[[ The records open ]]

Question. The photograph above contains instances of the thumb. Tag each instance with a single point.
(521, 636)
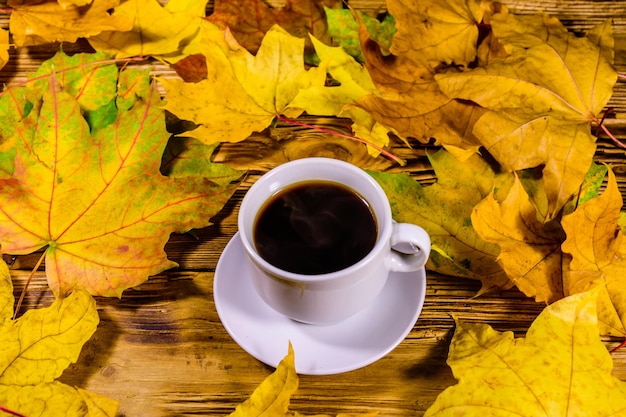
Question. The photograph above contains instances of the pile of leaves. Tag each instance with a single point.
(91, 177)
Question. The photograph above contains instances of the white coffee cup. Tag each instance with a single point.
(330, 297)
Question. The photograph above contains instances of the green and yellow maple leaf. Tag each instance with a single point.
(444, 210)
(561, 368)
(37, 347)
(338, 100)
(598, 249)
(96, 201)
(344, 30)
(542, 99)
(36, 23)
(243, 93)
(530, 251)
(157, 30)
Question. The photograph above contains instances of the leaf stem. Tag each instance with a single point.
(11, 412)
(384, 152)
(30, 277)
(611, 136)
(618, 347)
(97, 63)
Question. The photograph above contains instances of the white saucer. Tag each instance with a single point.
(319, 350)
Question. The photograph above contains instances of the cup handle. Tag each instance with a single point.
(410, 247)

[[ The records closed ]]

_Exercise details_. Could the material above be given again exactly, pictures excluded?

_Written reply_.
Question. The photograph above contains instances of the thumb. Tag each instance with a single point.
(521, 636)
Question. The photograph above contains instances of the pile of leaves. Tag each instance with a single point.
(91, 177)
Question. The photograph above contains instances of the white coffee cup. Tag each instance with a single point.
(330, 297)
Question. The photograph above contains instances of the green and yellow maple leaf. Tag each instance with a single point.
(444, 210)
(561, 368)
(37, 347)
(338, 100)
(598, 249)
(96, 201)
(344, 30)
(542, 99)
(36, 23)
(243, 93)
(530, 251)
(157, 30)
Question. The photograph above contains instances of the leaf stem. Tag each instance with a single point.
(11, 412)
(384, 152)
(30, 277)
(611, 136)
(618, 347)
(97, 63)
Question. The photograph above contains instances of the white saucer. Tag each instance with a single point.
(319, 350)
Question. The photograph above contains instances of the cup handle. Tag each instance with a single point.
(410, 247)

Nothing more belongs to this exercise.